## DATA ENTRIES
# # # # #
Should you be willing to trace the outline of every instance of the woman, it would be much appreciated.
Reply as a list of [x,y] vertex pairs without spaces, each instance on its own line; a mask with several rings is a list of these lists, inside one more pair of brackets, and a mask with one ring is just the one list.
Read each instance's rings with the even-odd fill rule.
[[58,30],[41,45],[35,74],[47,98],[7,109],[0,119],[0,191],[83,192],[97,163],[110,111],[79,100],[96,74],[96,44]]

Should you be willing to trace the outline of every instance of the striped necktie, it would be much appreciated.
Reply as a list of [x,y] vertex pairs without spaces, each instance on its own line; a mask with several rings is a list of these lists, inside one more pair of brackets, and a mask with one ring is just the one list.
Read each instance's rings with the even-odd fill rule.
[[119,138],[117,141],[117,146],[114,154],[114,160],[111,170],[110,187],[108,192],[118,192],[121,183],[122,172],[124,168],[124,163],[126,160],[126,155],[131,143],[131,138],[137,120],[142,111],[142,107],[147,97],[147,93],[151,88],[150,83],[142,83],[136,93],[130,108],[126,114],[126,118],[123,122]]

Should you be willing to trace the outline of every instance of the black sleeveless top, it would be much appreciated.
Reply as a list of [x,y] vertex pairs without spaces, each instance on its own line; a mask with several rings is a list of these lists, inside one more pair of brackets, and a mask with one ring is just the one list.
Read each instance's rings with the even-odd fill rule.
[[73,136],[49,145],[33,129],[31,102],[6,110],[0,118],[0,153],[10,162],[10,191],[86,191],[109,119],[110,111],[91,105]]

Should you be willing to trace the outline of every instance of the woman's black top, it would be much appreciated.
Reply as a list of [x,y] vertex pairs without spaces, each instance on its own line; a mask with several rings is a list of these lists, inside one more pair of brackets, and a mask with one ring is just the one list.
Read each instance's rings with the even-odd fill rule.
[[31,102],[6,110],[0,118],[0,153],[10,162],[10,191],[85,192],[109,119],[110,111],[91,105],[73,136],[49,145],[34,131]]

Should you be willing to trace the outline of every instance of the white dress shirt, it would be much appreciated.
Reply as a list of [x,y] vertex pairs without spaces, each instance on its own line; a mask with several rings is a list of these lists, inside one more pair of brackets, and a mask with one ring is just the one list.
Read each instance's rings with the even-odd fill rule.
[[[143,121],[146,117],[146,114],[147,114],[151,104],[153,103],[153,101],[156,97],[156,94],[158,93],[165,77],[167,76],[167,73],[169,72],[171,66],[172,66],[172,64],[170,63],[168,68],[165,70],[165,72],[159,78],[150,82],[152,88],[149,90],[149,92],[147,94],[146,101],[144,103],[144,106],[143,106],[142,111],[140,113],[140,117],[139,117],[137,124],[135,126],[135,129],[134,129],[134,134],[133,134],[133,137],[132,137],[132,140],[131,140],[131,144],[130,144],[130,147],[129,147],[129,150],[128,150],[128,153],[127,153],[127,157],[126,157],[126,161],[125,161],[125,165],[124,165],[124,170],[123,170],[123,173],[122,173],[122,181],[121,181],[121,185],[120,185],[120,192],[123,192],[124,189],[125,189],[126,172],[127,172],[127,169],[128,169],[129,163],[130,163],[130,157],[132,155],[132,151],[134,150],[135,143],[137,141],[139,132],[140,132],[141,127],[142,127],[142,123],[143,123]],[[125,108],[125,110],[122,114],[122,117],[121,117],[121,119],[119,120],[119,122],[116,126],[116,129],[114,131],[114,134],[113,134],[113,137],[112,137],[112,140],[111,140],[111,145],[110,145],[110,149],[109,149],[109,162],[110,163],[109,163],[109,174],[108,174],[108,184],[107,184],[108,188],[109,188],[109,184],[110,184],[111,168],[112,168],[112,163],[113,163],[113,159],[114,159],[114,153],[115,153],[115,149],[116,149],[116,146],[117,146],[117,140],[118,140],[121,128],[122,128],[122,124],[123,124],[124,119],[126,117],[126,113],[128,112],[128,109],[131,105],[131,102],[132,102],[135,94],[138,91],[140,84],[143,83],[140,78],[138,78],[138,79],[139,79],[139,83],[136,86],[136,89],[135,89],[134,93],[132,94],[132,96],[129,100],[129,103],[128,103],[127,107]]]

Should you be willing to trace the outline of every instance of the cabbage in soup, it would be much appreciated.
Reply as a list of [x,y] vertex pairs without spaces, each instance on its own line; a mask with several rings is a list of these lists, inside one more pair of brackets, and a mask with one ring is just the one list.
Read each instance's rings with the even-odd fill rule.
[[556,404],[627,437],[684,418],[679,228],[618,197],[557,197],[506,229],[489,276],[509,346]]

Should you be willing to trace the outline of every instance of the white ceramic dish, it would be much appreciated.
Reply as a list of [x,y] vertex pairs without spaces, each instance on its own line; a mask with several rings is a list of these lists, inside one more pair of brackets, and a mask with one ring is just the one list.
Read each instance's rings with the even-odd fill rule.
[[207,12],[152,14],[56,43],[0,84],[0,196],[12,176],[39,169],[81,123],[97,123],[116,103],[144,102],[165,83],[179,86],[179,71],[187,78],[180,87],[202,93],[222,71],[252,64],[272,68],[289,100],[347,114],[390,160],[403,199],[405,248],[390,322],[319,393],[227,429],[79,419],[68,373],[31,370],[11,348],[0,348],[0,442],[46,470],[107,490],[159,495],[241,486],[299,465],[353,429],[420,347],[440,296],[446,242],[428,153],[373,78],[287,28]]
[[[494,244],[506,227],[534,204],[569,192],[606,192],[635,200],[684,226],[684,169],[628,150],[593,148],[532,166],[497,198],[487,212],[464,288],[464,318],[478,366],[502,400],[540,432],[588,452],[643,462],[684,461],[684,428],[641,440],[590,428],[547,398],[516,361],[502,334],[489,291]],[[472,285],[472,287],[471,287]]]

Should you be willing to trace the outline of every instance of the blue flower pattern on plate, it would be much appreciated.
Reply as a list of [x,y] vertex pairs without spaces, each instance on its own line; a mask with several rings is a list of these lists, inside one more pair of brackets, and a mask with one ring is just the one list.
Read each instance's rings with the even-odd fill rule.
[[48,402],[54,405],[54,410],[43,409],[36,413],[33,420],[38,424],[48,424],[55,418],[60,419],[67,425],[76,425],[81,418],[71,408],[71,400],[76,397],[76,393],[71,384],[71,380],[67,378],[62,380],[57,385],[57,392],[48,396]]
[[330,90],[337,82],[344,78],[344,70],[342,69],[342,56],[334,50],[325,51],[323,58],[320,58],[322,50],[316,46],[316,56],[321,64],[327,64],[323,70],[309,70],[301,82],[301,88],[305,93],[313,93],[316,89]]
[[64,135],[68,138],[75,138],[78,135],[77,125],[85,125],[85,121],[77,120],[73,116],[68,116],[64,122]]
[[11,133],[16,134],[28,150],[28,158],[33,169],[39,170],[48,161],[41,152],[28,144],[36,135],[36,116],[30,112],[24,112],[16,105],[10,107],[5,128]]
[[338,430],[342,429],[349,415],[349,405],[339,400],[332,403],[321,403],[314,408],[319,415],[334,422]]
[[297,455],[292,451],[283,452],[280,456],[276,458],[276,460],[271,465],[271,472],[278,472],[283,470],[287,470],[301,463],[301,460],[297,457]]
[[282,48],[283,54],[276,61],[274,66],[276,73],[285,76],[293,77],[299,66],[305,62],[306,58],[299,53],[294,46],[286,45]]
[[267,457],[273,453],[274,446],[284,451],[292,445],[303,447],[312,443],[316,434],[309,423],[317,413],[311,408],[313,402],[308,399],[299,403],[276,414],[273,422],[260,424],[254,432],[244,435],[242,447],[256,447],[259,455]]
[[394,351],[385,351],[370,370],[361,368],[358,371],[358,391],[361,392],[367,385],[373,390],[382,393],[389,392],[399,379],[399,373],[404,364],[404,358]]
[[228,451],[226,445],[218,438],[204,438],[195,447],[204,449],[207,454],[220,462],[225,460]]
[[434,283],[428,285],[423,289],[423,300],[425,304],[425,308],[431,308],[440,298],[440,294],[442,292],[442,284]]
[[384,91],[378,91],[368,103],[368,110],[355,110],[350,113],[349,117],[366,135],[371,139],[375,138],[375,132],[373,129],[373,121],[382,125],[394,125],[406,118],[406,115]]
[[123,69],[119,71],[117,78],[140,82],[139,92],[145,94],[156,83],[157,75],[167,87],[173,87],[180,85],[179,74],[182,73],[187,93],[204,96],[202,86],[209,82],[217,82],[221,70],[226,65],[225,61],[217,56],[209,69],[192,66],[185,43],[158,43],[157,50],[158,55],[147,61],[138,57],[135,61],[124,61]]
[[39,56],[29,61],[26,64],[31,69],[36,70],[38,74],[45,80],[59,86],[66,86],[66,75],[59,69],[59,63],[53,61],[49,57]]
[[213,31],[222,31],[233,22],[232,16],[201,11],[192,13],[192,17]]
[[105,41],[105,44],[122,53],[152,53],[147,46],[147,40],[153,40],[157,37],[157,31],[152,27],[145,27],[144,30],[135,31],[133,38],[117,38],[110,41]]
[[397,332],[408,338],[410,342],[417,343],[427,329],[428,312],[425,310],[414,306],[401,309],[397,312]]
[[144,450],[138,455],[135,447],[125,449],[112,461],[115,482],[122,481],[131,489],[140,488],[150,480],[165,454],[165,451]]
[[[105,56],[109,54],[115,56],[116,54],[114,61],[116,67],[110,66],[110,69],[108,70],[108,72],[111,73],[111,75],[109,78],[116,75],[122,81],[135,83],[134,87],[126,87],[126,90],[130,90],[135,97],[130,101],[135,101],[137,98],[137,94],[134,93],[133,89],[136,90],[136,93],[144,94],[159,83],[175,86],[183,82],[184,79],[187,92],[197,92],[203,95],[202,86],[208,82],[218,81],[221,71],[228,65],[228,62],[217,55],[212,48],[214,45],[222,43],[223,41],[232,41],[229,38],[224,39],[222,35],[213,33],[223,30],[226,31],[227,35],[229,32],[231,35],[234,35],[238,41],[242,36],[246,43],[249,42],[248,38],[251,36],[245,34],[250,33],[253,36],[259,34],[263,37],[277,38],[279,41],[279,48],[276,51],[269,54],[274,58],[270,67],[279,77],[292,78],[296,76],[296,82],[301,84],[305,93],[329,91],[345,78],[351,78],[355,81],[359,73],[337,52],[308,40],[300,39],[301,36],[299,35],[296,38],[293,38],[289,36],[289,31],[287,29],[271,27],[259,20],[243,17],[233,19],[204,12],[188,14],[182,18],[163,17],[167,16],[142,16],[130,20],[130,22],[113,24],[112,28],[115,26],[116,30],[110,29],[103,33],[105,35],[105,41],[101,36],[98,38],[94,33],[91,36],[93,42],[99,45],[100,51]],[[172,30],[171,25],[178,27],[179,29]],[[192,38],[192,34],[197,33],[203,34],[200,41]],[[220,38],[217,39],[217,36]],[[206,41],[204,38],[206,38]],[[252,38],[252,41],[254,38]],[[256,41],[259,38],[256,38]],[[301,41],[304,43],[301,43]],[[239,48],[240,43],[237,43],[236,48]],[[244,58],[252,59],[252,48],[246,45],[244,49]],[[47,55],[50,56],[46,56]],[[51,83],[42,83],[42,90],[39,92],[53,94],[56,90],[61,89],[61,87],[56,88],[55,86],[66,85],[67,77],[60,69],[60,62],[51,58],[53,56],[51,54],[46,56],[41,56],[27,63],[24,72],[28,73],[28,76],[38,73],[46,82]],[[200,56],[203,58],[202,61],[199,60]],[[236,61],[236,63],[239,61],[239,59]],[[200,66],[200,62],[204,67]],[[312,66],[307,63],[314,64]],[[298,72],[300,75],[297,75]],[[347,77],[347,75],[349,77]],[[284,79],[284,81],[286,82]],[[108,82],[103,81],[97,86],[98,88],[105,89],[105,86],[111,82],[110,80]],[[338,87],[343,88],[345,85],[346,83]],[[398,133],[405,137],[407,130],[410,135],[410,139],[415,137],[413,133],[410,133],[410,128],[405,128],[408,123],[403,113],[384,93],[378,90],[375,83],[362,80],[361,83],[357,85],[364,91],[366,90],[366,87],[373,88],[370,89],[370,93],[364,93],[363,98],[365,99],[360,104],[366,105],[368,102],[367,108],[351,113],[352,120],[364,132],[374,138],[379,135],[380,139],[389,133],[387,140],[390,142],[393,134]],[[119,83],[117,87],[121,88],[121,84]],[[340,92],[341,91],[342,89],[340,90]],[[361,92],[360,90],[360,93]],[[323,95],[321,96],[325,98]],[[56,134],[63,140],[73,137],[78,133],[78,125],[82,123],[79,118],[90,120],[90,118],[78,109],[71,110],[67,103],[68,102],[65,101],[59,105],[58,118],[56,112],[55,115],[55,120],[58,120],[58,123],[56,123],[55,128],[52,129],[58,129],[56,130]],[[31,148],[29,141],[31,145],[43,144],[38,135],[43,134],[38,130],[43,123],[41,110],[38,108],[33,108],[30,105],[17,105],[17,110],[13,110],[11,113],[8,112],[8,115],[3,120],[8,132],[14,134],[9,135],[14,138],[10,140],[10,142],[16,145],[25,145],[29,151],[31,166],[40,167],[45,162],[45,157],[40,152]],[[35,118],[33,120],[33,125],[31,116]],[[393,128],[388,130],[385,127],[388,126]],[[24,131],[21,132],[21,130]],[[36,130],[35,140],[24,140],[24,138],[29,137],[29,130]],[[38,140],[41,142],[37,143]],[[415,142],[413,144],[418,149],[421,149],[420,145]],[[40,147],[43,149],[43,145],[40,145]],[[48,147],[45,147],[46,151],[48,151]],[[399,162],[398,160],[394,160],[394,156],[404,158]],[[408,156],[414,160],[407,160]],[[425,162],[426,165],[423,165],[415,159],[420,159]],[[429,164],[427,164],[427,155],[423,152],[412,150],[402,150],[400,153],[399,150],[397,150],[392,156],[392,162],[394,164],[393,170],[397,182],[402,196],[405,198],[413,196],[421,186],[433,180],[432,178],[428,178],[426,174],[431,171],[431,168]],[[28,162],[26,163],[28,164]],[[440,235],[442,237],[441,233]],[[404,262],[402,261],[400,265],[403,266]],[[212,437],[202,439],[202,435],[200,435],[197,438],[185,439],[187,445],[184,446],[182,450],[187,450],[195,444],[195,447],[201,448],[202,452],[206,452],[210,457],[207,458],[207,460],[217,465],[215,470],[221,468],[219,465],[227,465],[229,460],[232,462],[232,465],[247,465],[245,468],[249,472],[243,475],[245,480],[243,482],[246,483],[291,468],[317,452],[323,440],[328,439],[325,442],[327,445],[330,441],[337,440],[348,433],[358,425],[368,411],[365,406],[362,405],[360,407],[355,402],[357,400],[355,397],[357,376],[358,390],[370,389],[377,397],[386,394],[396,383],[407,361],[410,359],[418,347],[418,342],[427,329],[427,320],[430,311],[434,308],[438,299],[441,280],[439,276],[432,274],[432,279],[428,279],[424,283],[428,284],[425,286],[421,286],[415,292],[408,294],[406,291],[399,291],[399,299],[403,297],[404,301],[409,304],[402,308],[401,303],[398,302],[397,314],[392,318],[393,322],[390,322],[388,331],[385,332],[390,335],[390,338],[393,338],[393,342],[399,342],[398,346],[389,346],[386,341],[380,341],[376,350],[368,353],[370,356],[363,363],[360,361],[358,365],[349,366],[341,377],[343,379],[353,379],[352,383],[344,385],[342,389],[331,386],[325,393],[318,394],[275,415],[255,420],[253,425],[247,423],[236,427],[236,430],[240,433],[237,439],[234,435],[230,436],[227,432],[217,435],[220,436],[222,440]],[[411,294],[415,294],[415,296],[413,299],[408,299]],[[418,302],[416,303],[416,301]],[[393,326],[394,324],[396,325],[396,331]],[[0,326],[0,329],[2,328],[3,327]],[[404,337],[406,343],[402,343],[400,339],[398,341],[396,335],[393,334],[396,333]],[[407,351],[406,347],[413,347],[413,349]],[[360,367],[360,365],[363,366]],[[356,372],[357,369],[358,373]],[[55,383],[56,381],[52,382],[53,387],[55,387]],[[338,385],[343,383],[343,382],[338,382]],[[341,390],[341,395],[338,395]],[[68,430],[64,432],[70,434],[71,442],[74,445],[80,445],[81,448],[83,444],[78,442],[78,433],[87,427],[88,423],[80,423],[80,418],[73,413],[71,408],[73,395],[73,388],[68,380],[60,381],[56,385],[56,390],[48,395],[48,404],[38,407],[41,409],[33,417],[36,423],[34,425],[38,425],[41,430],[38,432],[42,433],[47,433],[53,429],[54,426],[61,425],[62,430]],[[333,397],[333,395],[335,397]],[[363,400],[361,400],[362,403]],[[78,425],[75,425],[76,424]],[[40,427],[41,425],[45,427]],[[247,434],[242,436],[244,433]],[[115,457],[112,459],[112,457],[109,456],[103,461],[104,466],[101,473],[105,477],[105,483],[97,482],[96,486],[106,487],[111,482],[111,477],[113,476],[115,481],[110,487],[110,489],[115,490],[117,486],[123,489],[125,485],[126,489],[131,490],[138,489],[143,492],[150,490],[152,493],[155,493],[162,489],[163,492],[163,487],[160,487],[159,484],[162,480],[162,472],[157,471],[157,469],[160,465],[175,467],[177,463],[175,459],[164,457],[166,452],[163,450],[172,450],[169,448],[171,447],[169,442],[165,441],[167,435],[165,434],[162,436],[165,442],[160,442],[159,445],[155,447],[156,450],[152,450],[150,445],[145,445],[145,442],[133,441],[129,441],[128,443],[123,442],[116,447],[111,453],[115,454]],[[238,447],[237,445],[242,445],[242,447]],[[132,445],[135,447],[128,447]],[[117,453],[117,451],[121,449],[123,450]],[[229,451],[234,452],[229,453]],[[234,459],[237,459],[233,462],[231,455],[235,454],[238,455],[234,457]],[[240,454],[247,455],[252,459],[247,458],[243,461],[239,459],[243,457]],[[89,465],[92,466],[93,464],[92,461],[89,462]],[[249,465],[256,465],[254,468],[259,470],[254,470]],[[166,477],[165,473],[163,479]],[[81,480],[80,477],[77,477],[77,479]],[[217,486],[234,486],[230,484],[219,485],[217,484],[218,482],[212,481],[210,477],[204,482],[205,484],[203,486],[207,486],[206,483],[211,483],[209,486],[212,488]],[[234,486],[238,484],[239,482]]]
# # # # #
## PROBLEM
How many of the lines above contain the word "black"? Reply with the number alone.

## RESULT OF THE EXERCISE
2